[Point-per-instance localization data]
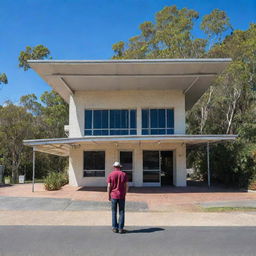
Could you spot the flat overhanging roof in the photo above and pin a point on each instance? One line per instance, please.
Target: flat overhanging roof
(192, 76)
(61, 146)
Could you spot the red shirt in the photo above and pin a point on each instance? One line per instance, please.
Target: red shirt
(117, 179)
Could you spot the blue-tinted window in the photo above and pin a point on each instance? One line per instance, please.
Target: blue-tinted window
(133, 119)
(110, 122)
(157, 121)
(88, 119)
(145, 118)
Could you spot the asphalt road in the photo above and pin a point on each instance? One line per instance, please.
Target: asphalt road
(63, 240)
(61, 204)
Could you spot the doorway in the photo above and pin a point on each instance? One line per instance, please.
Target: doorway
(157, 168)
(166, 168)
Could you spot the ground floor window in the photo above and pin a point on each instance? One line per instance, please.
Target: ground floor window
(94, 163)
(151, 166)
(126, 160)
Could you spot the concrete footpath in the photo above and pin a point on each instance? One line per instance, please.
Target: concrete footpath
(139, 241)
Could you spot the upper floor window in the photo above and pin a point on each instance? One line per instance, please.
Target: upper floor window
(110, 122)
(157, 121)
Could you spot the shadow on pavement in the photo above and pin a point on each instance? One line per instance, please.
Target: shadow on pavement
(145, 230)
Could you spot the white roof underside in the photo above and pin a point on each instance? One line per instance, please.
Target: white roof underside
(61, 146)
(192, 76)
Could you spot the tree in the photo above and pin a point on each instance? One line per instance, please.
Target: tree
(15, 125)
(38, 52)
(229, 106)
(215, 24)
(168, 37)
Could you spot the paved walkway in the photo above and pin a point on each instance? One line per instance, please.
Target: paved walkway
(145, 207)
(61, 204)
(157, 199)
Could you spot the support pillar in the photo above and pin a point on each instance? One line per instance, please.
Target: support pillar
(208, 165)
(33, 175)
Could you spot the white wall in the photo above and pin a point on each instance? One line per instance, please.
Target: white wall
(125, 100)
(112, 154)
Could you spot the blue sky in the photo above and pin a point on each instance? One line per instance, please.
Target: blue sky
(85, 29)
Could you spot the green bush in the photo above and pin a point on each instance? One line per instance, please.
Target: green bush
(55, 180)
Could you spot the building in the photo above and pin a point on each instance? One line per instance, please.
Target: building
(132, 111)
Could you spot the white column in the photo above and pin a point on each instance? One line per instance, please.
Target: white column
(139, 118)
(138, 168)
(33, 175)
(180, 172)
(208, 164)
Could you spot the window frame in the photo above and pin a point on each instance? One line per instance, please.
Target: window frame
(130, 170)
(109, 129)
(149, 129)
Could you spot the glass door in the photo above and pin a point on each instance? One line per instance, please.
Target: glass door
(151, 168)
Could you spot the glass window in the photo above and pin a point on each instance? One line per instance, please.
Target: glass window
(151, 176)
(110, 122)
(94, 160)
(151, 166)
(157, 121)
(126, 160)
(150, 160)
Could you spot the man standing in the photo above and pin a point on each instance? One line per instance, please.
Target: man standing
(117, 189)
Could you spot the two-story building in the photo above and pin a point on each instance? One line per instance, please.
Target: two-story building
(132, 111)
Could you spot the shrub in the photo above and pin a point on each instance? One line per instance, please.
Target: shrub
(55, 180)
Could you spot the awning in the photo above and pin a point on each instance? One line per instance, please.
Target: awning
(192, 76)
(61, 146)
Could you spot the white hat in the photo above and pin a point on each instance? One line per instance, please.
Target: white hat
(117, 164)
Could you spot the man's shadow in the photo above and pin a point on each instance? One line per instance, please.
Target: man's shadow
(145, 230)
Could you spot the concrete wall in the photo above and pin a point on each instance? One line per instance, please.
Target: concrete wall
(112, 154)
(125, 100)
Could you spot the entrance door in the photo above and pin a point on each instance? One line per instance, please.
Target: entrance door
(157, 168)
(166, 165)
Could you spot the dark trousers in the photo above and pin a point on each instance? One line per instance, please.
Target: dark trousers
(121, 206)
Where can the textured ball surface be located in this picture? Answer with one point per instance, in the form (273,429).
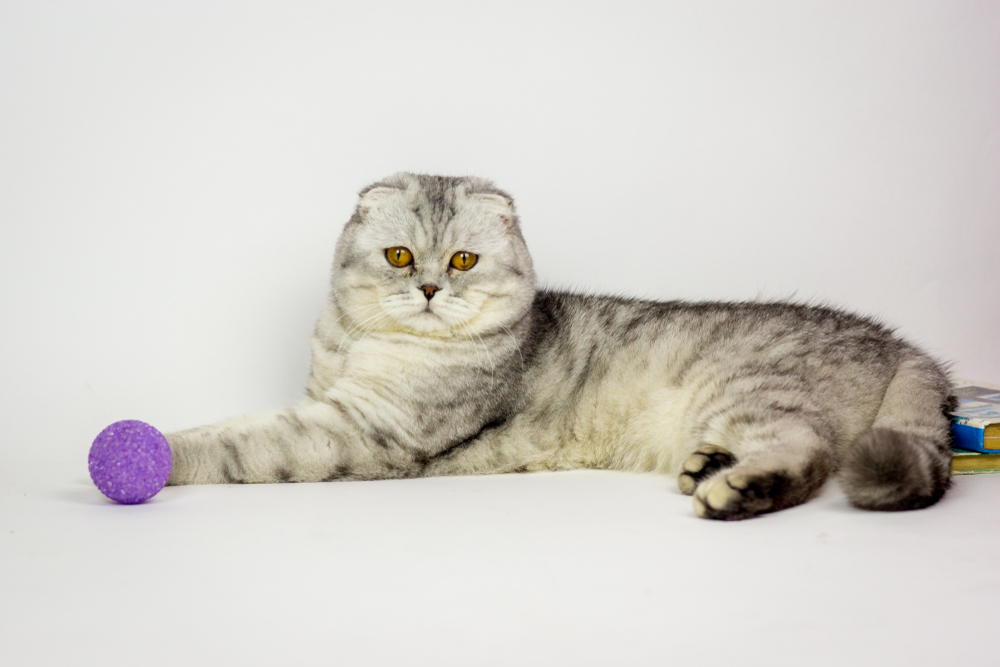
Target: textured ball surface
(130,462)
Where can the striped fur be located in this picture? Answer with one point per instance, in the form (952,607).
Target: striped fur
(752,405)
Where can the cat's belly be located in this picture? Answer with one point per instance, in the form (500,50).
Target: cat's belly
(638,426)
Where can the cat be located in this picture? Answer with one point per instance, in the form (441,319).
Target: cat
(437,355)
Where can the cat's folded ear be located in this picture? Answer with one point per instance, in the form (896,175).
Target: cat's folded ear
(499,204)
(373,197)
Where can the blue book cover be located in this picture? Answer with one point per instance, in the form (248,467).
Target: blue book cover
(976,421)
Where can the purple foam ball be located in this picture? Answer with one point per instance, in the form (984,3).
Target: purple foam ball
(130,462)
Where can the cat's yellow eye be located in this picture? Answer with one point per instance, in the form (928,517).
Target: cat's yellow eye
(399,256)
(463,261)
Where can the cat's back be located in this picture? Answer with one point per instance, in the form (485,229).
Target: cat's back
(614,374)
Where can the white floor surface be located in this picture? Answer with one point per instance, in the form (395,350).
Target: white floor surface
(580,568)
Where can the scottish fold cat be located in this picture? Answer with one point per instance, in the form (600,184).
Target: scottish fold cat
(437,355)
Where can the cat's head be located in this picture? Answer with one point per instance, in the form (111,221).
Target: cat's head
(433,255)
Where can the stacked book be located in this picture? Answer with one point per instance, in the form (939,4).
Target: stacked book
(976,425)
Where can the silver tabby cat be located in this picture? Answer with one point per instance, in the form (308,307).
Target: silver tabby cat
(436,355)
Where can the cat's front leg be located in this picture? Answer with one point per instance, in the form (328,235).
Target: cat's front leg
(309,443)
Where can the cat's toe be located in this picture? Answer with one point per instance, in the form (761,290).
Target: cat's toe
(739,494)
(702,464)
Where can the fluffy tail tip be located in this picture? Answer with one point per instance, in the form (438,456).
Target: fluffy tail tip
(890,470)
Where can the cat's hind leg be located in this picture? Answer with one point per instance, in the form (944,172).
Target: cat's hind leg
(781,463)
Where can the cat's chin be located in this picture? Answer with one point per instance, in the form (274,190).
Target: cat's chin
(426,323)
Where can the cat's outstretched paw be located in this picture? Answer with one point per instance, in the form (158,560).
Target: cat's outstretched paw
(702,464)
(740,494)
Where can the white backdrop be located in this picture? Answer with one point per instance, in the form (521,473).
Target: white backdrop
(173,177)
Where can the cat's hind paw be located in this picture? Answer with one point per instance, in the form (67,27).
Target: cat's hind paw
(740,494)
(702,464)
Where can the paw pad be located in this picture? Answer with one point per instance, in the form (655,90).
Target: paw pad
(702,464)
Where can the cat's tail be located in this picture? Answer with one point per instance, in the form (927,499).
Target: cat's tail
(904,461)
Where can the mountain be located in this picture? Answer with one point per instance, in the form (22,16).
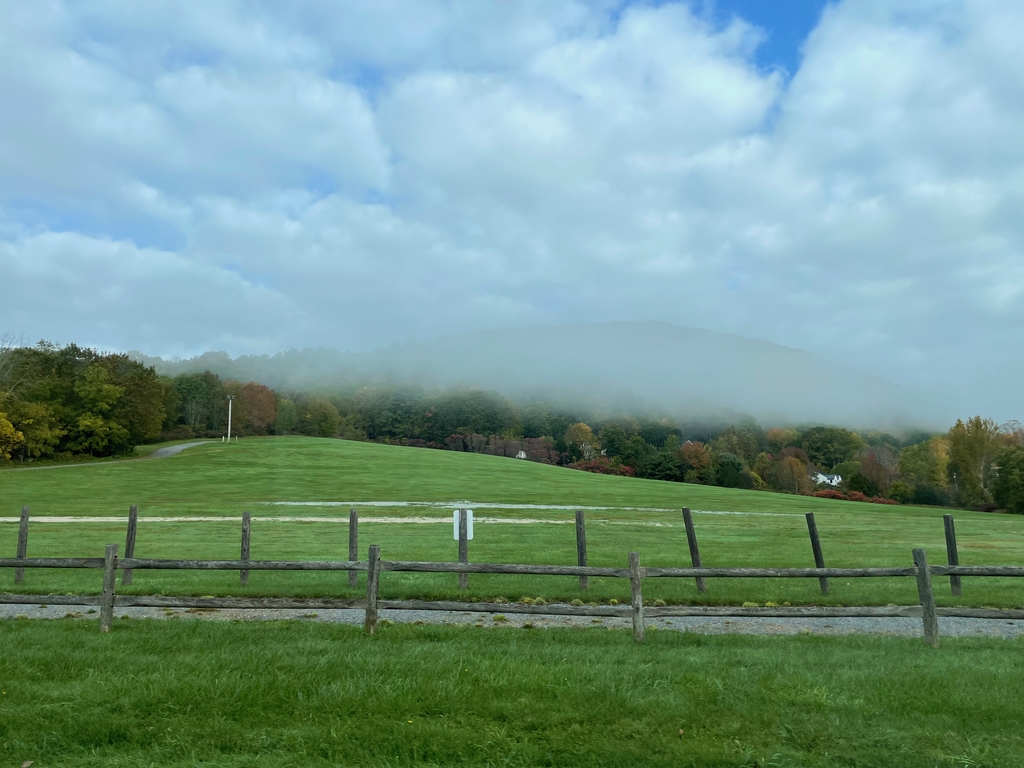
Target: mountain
(655,367)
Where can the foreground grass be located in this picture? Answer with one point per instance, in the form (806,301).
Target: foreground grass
(219,480)
(185,693)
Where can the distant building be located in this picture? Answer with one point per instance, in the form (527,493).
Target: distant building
(833,480)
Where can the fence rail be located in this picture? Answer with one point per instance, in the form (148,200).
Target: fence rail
(109,600)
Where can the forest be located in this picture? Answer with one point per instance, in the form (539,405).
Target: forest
(66,402)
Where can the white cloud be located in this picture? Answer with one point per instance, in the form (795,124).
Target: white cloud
(348,174)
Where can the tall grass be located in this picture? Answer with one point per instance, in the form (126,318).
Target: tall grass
(194,692)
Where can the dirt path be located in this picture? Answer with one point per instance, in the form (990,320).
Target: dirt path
(948,626)
(158,454)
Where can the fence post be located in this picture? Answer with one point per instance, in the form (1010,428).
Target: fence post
(463,547)
(353,545)
(691,540)
(819,559)
(952,556)
(373,580)
(244,574)
(130,543)
(23,544)
(636,597)
(582,548)
(927,598)
(110,584)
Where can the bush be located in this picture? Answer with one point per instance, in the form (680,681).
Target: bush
(603,467)
(860,483)
(830,494)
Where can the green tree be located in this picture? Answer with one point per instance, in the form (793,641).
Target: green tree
(827,446)
(10,438)
(861,483)
(1008,487)
(728,470)
(926,463)
(39,427)
(288,416)
(320,418)
(637,454)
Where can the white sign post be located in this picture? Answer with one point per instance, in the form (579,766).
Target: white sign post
(469,524)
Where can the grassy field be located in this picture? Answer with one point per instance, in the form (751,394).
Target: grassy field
(220,480)
(193,692)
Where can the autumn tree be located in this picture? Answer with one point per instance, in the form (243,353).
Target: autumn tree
(827,446)
(318,418)
(10,438)
(926,463)
(582,441)
(778,438)
(39,427)
(699,464)
(260,404)
(1008,487)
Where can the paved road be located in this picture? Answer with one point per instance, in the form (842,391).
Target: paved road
(158,454)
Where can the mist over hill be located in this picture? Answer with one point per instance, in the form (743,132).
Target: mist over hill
(651,367)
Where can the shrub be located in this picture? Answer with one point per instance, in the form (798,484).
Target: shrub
(603,467)
(830,494)
(860,482)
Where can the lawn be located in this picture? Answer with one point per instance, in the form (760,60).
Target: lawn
(181,692)
(221,480)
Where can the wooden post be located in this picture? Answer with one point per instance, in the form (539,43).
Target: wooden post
(582,548)
(927,598)
(952,556)
(130,543)
(373,580)
(353,545)
(691,539)
(110,584)
(23,544)
(819,559)
(636,597)
(463,547)
(246,520)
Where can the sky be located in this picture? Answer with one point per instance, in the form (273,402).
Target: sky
(844,177)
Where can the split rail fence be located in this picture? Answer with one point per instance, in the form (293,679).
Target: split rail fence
(108,600)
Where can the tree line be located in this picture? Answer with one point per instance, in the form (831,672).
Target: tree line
(59,402)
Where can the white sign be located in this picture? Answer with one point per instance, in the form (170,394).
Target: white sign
(469,524)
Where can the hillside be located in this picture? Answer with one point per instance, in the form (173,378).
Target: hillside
(655,367)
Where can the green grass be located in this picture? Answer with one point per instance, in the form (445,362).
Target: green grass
(222,480)
(193,692)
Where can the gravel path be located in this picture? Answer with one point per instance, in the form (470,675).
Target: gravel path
(948,627)
(158,454)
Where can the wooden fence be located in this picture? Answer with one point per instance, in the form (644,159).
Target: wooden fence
(108,600)
(952,557)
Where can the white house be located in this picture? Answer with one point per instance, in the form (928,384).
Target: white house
(833,480)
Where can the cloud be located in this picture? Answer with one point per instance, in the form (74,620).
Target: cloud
(354,173)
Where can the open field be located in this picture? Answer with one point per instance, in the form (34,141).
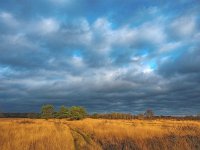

**Task prompt:**
Using the data above, print exactly the lines from the line that contains "Target: cat's back" through the line that contains "Where can the scottish", with both included.

**Task solution:**
Target: cat's back
(614,374)
Where can the white floor surface be located in this picture? Answer with one point per instance, in the form (395,350).
Target: white floor surface
(580,568)
Where can the scottish fold cat be located in this picture? Answer with one point per instance, in the form (600,184).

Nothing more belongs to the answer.